All records after this line are to be returned verbatim.

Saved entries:
----
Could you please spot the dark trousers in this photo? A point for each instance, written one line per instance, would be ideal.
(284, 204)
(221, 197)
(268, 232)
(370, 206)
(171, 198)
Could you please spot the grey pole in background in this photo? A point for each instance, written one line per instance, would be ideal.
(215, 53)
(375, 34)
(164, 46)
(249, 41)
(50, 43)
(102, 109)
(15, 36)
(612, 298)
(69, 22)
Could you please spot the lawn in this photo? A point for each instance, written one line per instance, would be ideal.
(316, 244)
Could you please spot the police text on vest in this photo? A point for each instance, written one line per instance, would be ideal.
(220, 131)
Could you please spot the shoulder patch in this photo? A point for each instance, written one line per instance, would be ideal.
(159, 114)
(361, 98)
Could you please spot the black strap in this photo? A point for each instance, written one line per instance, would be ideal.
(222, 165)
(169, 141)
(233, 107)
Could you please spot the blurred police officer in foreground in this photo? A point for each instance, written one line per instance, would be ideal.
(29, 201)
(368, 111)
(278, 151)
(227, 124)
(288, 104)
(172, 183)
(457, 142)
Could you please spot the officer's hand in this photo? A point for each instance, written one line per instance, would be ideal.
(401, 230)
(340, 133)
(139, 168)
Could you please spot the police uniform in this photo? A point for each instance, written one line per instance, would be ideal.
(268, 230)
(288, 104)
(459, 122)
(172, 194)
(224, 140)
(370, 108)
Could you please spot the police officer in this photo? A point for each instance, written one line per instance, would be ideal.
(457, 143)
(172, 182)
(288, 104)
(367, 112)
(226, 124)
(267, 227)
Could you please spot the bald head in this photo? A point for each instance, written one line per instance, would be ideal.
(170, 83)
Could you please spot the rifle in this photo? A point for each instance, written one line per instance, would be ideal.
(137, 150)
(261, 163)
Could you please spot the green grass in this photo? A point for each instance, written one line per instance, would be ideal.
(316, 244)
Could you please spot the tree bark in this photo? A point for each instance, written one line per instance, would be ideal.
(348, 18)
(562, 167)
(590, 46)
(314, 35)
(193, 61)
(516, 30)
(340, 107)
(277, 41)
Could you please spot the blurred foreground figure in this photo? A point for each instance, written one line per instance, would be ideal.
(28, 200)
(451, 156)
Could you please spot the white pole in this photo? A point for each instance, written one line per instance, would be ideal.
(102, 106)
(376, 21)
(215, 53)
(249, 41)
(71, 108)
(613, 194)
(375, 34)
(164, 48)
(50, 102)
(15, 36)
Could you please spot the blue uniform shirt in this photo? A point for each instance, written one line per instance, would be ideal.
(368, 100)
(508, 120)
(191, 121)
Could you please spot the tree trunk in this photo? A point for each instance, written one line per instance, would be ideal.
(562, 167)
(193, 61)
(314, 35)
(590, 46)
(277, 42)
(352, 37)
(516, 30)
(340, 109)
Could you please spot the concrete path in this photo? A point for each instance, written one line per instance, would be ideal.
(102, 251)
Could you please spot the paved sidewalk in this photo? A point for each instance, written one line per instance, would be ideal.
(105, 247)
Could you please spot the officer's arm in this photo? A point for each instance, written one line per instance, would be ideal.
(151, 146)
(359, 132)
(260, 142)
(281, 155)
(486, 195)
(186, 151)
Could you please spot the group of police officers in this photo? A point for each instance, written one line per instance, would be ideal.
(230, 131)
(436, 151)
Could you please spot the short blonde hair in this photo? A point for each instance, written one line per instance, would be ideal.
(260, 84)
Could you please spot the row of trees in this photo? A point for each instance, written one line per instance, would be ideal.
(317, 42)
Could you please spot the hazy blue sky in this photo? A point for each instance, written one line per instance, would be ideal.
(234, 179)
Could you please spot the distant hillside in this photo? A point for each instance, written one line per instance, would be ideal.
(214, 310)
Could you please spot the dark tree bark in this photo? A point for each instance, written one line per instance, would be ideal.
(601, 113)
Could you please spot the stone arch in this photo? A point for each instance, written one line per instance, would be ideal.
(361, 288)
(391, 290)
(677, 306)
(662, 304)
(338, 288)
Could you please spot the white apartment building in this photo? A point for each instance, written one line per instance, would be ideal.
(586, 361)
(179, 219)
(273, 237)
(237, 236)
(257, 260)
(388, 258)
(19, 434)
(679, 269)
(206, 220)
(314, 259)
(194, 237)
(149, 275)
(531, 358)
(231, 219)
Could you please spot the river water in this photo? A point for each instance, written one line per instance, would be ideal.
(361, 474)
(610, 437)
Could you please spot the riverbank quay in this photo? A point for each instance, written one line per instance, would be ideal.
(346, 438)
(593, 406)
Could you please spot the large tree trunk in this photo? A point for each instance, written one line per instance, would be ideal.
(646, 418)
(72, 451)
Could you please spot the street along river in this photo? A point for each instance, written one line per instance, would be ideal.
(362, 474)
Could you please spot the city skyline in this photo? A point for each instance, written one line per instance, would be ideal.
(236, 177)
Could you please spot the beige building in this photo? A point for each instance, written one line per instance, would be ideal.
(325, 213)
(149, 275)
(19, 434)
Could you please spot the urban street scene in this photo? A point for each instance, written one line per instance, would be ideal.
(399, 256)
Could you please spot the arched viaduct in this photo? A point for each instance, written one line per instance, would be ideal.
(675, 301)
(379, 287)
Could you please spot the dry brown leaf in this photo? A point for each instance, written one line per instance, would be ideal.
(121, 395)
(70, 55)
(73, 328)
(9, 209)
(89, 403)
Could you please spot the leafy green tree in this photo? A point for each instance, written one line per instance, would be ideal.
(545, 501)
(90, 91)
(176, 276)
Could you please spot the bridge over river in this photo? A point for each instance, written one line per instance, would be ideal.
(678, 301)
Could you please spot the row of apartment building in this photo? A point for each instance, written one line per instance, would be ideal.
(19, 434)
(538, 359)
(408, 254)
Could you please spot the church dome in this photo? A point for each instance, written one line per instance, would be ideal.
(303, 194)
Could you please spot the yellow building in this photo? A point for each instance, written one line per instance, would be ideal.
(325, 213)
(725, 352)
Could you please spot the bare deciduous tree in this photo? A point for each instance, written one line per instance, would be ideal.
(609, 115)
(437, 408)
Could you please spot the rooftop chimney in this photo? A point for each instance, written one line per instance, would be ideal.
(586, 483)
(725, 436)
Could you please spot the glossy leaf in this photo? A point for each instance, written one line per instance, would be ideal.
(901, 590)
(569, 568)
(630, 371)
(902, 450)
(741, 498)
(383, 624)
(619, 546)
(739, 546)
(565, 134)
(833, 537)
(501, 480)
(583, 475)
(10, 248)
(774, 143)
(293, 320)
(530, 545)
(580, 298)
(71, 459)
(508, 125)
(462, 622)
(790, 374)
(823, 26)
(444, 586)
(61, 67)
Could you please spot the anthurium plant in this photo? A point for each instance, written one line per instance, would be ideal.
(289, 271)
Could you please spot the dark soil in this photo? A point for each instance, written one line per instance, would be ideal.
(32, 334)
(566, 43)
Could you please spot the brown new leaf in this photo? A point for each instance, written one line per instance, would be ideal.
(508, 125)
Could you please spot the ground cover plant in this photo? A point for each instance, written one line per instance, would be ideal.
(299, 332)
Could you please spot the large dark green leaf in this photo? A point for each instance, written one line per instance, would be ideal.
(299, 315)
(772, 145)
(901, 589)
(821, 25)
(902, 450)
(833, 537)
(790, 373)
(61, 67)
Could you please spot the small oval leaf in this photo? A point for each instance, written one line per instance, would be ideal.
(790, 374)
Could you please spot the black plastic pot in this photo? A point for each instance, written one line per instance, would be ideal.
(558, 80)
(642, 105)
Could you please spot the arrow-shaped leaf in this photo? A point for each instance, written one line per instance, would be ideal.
----
§ Answer to the exercise:
Could you please spot the dark trousers in this photo? A point for each instance, written one line per instance, would be ideal.
(284, 204)
(221, 197)
(268, 232)
(370, 206)
(171, 198)
Could you please spot the grey pole in background in this photo? A point for each instance, written one line per instance, would be ideal.
(215, 53)
(375, 34)
(164, 46)
(249, 41)
(50, 43)
(102, 109)
(15, 36)
(612, 298)
(69, 22)
Could you please spot the lawn in this photo? A point for each instance, written one line per instance, would be ideal.
(316, 244)
Could you please spot the police text on vest in this photo? A point for each instance, written one line per instance, would be ideal.
(220, 131)
Could you please spot the shoulder patch in this photo? A point for each instance, written one line per instance, would be ideal.
(159, 114)
(361, 98)
Could you please spot the black strap in this photo? A point for each instance, written one line per instance, would be ideal.
(222, 165)
(169, 141)
(233, 107)
Could you please spot the blurred police officer in foreground in this photo? A point for each instance, written one line per instance, would be ideal.
(29, 201)
(368, 111)
(278, 151)
(227, 124)
(288, 104)
(172, 183)
(457, 142)
Could you please spot the officer's hand in this photo? A point for each instance, written one line per instance, would be ideal.
(401, 230)
(340, 133)
(139, 168)
Could you please spot the police uniform in this photo? A point for each instance, written one line per instance, would be ideal.
(268, 230)
(288, 104)
(459, 122)
(172, 194)
(224, 140)
(370, 108)
Could you please spot the police officer in this photo? A point for each instance, written one line per instance, would be ideal.
(457, 143)
(172, 182)
(288, 104)
(367, 112)
(226, 124)
(267, 227)
Could you please spot the bald head in this photo? A point for each instance, written one line per instance, would be ideal.
(170, 83)
Could you please spot the rifle in this photo? A point for each instance, written one line per instance, would be ideal.
(137, 150)
(261, 163)
Could you please spot the green grass in this photo? A point for each instance, written one line per instance, would be ideal.
(316, 244)
Could you please spot the tree bark in this photo? A point for each instance, written one line per instance, would be ideal.
(348, 18)
(562, 167)
(590, 46)
(314, 35)
(193, 61)
(516, 30)
(340, 107)
(277, 41)
Could you please spot the blurred foreground figure in this photo? A point for each instance, written one line per instance, would be ideal.
(28, 200)
(451, 156)
Could you please spot the white pole in this photo? A point for each instance, written one line per instance, would be ideal.
(102, 106)
(376, 21)
(215, 53)
(249, 41)
(71, 108)
(613, 194)
(375, 34)
(164, 48)
(50, 102)
(15, 36)
Could you please spot the blue uniform shirt in this photo? A point for each instance, written one line per instance, would be ideal.
(368, 100)
(508, 120)
(191, 121)
Could you please spot the tree trunk in this photo? A point for each instance, written one line per instance, would be ideal.
(562, 167)
(193, 61)
(314, 35)
(590, 46)
(277, 42)
(352, 37)
(516, 30)
(340, 109)
Could you please spot the concrete path in this photo? A point for each instance, written one line per instance, would be ideal.
(102, 251)
Could you please spot the paved sidewalk in this photo? A point for each instance, written one line per instance, would be ideal.
(105, 247)
Could you please spot the officer's arm in this photo? A point for each instance, written one line per instance, would be ideal.
(151, 146)
(359, 132)
(260, 142)
(281, 155)
(486, 195)
(186, 151)
Could you please spot the group of police officers in this photo? A point for each instance, written one line per instance, would be ideal.
(230, 131)
(436, 151)
Could you please spot the short blonde hair in this photo? A point for each instance, written one line per instance, would be ideal.
(260, 84)
Could you please spot the row of trees in this photo? A point for each instance, written one line per instance, would be ideal.
(317, 42)
Could you please spot the hazy blue sky in this photo? A point for each instance, written one line per instance, would be ideal.
(234, 179)
Could you please spot the distant hillside in this photo? A point for each instance, written one line per instance, would be ideal.
(214, 310)
Could you please spot the dark tree bark in this photo? A point for each instance, written one line per instance, would be ideal.
(601, 113)
Could you please spot the stone arch in this photo? A point for each instance, written one line per instance, would be ideal.
(361, 288)
(391, 290)
(677, 306)
(662, 304)
(338, 288)
Could you please spot the white apartment building in this photo? A point for each instance, written one line per instance, would be ideal.
(586, 361)
(179, 219)
(273, 237)
(237, 236)
(257, 260)
(388, 258)
(19, 434)
(679, 269)
(206, 220)
(314, 259)
(194, 237)
(149, 275)
(531, 358)
(231, 219)
Could you please spot the river water in this photo? A point for each instance, written one line per instance, would be ideal.
(361, 474)
(610, 437)
Could you please spot the riverbank quay in this photo? A point for each instance, written one line per instance, would be ideal.
(346, 438)
(593, 406)
Could you please spot the large tree trunk in this photo? A point for each instance, written one line per instance, would be ideal.
(646, 418)
(72, 451)
Could you please spot the street along river in this photo? A point for each instance, written one line per instance, would be ideal.
(362, 474)
Could you please spot the city skyline in this photo? A point for each instance, written one line per instance, would be ideal.
(236, 177)
Could you please spot the beige building in this photo? A point for each instance, written one line per instance, would be ideal.
(325, 213)
(149, 275)
(19, 434)
Could you please spot the urban street scene in this photo? A point for each instance, written one line per instance, would be ideal.
(399, 256)
Could you please spot the arched viaduct in this photo? A point for each instance, written one line per instance, would be ideal.
(675, 301)
(379, 287)
Could you please spot the dry brown leaf in this photo? A point for each instance, written one line per instance, would be ideal.
(121, 395)
(70, 55)
(73, 328)
(9, 209)
(89, 403)
Could you please spot the leafy green tree in this photo? A point for each instance, written one line per instance, would be ideal.
(545, 501)
(90, 91)
(176, 276)
Could you please spot the bridge over river in this photo? A point for each instance, written one line per instance, would be ideal.
(678, 301)
Could you please spot the row of apartment building in this photo? A point for each instance, written one line per instance, would be ideal.
(19, 434)
(538, 359)
(408, 254)
Could you please spot the church dome in this photo? A point for each instance, written one line per instance, would be ideal.
(303, 194)
Could you please spot the yellow building in this photo? A point for each instance, written one line per instance, would be ideal.
(325, 213)
(725, 352)
Could you please spot the bare deciduous tree in this photo? A point for each instance, written one line per instance, would be ideal.
(609, 115)
(437, 408)
Could you please spot the rooftop chimney in this photo? A point for each instance, written one line per instance, would be ideal.
(586, 483)
(725, 436)
Could you please spot the glossy leaf in this photo? A point for each instance, written one line per instance, would be ideal.
(901, 590)
(569, 568)
(630, 371)
(902, 450)
(741, 498)
(383, 624)
(619, 546)
(739, 546)
(565, 134)
(833, 537)
(501, 480)
(583, 475)
(10, 248)
(774, 143)
(293, 320)
(530, 545)
(580, 298)
(71, 459)
(508, 125)
(462, 622)
(790, 374)
(823, 26)
(444, 586)
(61, 67)
Could you please spot the anthurium plant in this photo? A point for each instance, written one line per instance, would be ideal.
(289, 271)
Could you please spot the dark soil in this photo? A point for each instance, written one line per instance, would be ideal.
(32, 334)
(566, 43)
Could you please spot the brown new leaf in this photo? A point for each instance, written one line per instance, would be ideal.
(508, 125)
Could you please spot the ground cover plant in this photo? A point for each instance, written one line per instance, would be ideal.
(299, 332)
Could you please spot the large dark green leaf in this photo? A point for each instance, written one line per instance, would be ideal.
(299, 315)
(772, 145)
(901, 589)
(821, 25)
(902, 450)
(833, 537)
(790, 373)
(61, 67)
Could you please spot the small oval leaf in this photo? A point for each instance, written one line per instance, would be ideal.
(790, 374)
Could you please spot the black plastic pot in this photo? A point for each instance, written one line per instance, would be ideal.
(558, 80)
(642, 105)
Could you please spot the arrow-shaped leaf in this photo? A point for each instance, written one line per instance, would be ideal.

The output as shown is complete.